TRECHO DO DOCUMENTO:
Como esquecer do fim de tarde em que Pai Simente, sentado na porta de casa, ao lado de uma escarradeira, quase infarta por minha causa? Tio Marcelino, que preparava fogos de artifício, deixara próximo da janela algumas tabocas (gomos de bambu cheios de pólvora), enfileiradas como pirulitos num tabuleiro. Buliçoso, encostei uma brasa no estopim de uma delas para ver o que aconteceria.

Foguetões subiram assobiando e iluminaram o céu, ofuscando as primeiras estrelas. Meus pais, que raspavam pratos de maria-isabel – arroz puxado no alho com carne de sol picada –, correram da cozinha até a sala onde me encontraram com a cara de sonso, sem atinar para o que poderia ter ocorrido à cobertura de palha de babaçu de todas as casas do povoado.

Como não recordar do abraço quente e apertado de Mãe Sussú e do olhar tolerante de Pai Simente, livrando-me de uma surra? Neto é neto no coração dos avós, com ou sem a anuência dos pais.

Na manhã seguinte, Bento, meu primo, admirou-se da balinheira (estilingue) que eu trouxera. Ele também usava uma arma poderosa: o bodoque caiçara, arco com dois cordões paralelos, esticados, que arremessavam “balas” de barro. Além do parentesco, em comum entre nós havia apenas o propósito de extinguir as rolinhas fogo-apagou.

O encanto pelo brinquedo alheio nos levou a trocar as armas, e o que se viu foram polegares e indicadores duramente castigados durante a aprendizagem. Esfolamos os dedos e não acertamos as rolinhas, que devem estar rindo de nós até agora. Os deuses das matas nos pouparam desse remorso.

O mundo mudaria quando vi pela primeira vez uma casa de farinha. Depois da arranca da mandioca, adultos a descascavam e ralavam até virar massa. Em seguida, extraíam a água numa prensa, antes de peneirar a massa para retirar impurezas. O que sobrava, seguia para ser mexido numa chapa enorme, no fogo a lenha, até virar farinha.

Não me deixaram raspar a mandioca no caititu (cilindro com serrilhas metálicas), nem mexer a farinha na chapa quente. Pensei que tinha jeito pra coisa, como achava que usar o moedor de carnes era a coisa mais besta deste mundo, apesar dos nove anos de idade. Soube que a casa de farinha não existe mais. Praga de menino? Minha, juro que não foi.

QUESTÕES A RESOLVER:
**1.** Cite todas as pessoas que o relato de infância chama pelo nome.
**2.** Escreva a parte seguinte do relato de infância, começando logo após a última frase.
As linhas não servem para nada neste trabalho.

MATERIAL APRESENTADO:
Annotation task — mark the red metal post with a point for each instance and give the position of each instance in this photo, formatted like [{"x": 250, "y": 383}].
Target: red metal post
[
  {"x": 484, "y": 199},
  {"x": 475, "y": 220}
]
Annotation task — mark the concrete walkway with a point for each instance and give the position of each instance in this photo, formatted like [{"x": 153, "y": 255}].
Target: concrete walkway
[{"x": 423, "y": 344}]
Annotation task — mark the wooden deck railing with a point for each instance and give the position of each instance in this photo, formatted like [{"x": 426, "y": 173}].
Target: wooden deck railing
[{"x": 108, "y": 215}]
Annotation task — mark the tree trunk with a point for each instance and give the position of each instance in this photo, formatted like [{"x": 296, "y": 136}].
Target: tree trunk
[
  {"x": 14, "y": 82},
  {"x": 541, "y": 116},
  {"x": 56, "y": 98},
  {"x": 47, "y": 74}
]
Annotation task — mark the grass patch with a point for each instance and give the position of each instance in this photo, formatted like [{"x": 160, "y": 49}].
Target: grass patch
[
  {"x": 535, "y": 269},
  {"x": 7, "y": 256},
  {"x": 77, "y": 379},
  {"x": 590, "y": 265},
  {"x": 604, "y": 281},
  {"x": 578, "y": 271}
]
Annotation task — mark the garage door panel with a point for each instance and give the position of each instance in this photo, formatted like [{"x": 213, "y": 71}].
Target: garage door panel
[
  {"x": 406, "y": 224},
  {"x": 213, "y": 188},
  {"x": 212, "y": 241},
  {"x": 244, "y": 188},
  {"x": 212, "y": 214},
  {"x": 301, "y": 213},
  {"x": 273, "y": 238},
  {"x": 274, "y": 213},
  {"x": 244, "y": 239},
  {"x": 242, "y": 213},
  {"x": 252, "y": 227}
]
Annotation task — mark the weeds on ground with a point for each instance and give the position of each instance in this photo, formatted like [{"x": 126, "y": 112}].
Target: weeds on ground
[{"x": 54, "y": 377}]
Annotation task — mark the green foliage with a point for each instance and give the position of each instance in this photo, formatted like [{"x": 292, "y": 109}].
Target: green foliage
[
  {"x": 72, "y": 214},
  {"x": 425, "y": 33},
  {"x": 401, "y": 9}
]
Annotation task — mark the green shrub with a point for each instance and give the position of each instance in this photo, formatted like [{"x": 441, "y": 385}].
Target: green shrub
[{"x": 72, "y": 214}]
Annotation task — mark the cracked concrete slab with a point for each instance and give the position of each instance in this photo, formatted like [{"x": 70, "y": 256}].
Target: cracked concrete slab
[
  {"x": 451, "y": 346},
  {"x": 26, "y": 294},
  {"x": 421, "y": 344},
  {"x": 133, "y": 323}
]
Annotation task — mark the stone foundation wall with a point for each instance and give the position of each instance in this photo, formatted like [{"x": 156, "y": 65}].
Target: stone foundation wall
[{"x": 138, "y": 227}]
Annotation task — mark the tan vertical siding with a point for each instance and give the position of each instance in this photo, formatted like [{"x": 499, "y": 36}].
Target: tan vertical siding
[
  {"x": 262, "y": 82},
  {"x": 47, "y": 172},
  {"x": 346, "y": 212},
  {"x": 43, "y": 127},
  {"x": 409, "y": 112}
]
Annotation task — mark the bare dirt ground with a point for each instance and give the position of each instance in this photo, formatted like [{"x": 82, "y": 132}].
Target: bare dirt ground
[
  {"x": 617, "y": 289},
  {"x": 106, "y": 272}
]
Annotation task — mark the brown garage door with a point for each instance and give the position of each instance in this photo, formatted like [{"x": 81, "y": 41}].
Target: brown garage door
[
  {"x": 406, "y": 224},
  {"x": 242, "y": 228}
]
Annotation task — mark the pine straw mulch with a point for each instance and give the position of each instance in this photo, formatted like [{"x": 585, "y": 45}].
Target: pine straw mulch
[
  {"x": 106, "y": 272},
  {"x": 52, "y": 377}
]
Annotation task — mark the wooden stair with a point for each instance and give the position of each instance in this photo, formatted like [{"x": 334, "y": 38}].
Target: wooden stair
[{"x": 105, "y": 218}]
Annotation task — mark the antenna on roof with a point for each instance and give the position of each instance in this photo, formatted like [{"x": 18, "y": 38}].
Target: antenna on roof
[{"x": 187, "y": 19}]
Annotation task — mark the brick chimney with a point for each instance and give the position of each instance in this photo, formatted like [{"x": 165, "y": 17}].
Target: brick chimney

LISTA DE RESPOSTAS:
**1.** Pai Simente, Tio Marcelino, Mãe Sussú e Bento.

**2.**
Triglicerídeos à parte, ali descobri do que uma boa farinha era capaz de provocar quando misturada à água em que cozida a carne ou o peixe: o bendito pirão que me leva, até hoje e sem culpa alguma, a reincidir no pecado capital da gula.

E como não lembrar dos beijús de tapioca e dos bolinhos de farinha de arroz, servidos com café coado? E das redes espalhadas pela casa na hora de dormir, onde o ‘dono” de cada uma, depois que as lamparinas eram apagadas, só poderia ser identificado pelo par de chinelas?

Havia nas proximidades do sítio um olho d’água onde algumas mulheres, fiéis à etnia de seus antepassados Timbiras, após lavarem e enxaguarem trouxas e mais trouxas de roupas, tomavam banho nuas em pelo. Pena que alguns adultos, por motivos que desconheço, não me deixaram matar a minha curiosidade, digamos, antropológica.

No dia da volta, chorei bastante. Obrigaram-me a deixar o bodoque caiçara, por falta de espaço no bagageiro da Rural Willys. Ainda faríamos escala em Caxias, já próxima da fronteira com o Piauí, onde meu pai havia morado antes de migrar para a Paraíba.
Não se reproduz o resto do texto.